(Dataset extract begins)

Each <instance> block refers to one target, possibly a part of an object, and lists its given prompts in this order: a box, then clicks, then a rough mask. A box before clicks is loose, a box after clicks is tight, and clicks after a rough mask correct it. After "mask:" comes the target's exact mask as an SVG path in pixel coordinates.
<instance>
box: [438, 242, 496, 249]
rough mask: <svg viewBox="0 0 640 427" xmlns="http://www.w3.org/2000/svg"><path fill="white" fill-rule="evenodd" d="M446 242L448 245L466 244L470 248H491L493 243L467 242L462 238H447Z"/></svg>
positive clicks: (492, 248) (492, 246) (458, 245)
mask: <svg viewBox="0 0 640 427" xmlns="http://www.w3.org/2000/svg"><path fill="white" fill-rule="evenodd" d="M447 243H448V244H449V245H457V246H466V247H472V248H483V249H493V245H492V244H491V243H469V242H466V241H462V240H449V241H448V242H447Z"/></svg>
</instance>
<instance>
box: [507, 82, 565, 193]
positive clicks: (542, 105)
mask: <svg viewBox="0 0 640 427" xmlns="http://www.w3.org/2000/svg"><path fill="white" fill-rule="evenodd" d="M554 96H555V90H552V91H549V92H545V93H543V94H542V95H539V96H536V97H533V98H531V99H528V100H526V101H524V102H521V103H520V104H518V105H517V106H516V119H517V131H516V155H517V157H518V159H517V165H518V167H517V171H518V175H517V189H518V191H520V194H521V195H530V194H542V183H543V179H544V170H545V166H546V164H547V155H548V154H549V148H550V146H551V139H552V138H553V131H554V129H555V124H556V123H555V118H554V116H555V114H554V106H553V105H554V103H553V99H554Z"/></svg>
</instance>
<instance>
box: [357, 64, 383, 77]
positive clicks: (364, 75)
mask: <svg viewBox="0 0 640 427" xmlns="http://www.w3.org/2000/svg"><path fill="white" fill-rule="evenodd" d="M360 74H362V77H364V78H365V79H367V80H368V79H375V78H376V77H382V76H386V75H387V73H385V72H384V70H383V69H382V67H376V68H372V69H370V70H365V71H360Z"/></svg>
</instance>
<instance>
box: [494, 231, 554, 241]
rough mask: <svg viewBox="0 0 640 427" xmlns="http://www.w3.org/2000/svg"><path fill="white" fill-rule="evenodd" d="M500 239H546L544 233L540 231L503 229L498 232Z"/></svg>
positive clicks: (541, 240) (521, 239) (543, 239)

(Dataset extract ends)
(Dataset extract begins)

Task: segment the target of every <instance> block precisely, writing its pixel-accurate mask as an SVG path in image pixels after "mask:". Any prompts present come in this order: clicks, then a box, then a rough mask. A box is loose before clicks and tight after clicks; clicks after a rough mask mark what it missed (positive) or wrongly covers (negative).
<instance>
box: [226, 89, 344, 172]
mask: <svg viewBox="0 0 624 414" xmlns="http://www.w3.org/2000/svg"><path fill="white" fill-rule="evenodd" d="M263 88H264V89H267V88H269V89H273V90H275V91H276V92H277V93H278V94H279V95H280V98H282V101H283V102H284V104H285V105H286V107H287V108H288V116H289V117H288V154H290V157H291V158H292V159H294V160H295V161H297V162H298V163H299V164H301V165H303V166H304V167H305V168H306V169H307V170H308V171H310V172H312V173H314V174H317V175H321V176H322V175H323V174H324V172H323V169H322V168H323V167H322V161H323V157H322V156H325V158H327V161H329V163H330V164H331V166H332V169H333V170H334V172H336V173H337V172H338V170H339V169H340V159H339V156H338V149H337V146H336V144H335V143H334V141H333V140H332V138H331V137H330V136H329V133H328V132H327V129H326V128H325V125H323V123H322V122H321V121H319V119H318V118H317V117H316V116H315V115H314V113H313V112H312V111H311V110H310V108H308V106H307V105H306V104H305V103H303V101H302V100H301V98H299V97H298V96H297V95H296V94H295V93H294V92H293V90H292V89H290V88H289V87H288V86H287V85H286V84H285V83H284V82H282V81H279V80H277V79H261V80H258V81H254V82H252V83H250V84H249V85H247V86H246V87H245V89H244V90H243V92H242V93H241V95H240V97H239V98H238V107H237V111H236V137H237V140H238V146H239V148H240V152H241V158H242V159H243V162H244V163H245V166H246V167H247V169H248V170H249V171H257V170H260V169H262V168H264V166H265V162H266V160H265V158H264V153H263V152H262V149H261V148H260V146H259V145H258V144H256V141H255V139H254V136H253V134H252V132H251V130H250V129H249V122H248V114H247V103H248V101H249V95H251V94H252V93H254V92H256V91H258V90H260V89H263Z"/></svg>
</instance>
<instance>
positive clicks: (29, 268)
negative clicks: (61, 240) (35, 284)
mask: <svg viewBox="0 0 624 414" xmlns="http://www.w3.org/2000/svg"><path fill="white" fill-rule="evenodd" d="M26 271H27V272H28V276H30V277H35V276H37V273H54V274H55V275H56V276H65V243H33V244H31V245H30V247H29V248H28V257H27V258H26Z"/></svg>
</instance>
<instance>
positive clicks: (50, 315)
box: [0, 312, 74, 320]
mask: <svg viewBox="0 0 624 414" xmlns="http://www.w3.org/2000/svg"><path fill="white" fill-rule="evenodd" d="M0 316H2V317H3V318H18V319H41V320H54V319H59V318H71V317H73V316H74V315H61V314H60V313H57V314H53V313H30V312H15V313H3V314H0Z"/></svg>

(Dataset extract ends)
(Dataset extract begins)

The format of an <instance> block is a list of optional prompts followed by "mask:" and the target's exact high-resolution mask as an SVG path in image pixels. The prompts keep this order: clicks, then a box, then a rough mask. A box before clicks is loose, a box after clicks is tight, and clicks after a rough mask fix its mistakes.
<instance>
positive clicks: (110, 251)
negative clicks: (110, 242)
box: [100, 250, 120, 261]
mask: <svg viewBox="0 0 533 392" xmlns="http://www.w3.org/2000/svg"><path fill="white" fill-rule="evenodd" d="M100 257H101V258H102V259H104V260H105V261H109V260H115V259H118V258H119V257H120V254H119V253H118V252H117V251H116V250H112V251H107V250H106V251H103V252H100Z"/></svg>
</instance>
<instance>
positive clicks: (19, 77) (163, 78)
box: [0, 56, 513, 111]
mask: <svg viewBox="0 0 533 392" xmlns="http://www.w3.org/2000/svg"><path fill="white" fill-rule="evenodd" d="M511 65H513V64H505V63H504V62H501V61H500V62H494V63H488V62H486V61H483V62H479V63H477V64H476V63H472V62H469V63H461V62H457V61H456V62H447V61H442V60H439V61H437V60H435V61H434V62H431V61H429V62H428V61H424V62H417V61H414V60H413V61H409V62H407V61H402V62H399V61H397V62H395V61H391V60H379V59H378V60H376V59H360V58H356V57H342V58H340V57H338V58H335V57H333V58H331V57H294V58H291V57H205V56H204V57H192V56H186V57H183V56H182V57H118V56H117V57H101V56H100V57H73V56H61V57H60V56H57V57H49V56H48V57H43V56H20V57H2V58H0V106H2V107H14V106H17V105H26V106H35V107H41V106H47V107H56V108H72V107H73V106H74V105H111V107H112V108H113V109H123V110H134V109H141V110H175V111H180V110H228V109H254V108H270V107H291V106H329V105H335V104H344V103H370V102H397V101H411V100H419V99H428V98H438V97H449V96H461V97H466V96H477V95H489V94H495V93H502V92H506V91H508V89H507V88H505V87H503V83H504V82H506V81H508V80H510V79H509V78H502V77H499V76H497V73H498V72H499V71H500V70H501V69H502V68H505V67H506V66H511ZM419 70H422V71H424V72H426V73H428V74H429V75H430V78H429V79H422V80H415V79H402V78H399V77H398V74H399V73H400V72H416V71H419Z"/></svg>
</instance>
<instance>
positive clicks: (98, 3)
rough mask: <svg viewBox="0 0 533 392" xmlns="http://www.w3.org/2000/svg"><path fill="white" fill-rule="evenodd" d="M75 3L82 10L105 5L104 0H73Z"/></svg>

(Dataset extract ends)

Work to complete. Copy the lines from the entries above in which the word "order" appears.

Response to the exercise.
Each <instance> block refers to one target, possibly a part of an object, and lists its given prompts in this order: a box, then clicks, then a rough mask. A box before clicks is loose, a box after clicks is tight, and clicks after a rough mask correct it. After "mask:" comes the target's exact mask as an SVG path in pixel coordinates.
Task: segment the target of every <instance> block precisely, writing its pixel-accurate mask as an SVG path in image pixels after "mask:". Any prompts present come in this order: clicks, then a box, then a rough mask. A box is loose before clicks and tight after clicks; clicks after a rough mask mark what it missed (positive) or wrongly covers (negative).
The format of an <instance> block is a list of optional prompts followed by "mask:" and the target's exact high-resolution mask as an SVG path in image pixels. The prompts keep this order: clicks, then a box, then a rough mask. A box before clicks is loose, a box after clicks is tight, and clicks after a rough mask fix its mistakes.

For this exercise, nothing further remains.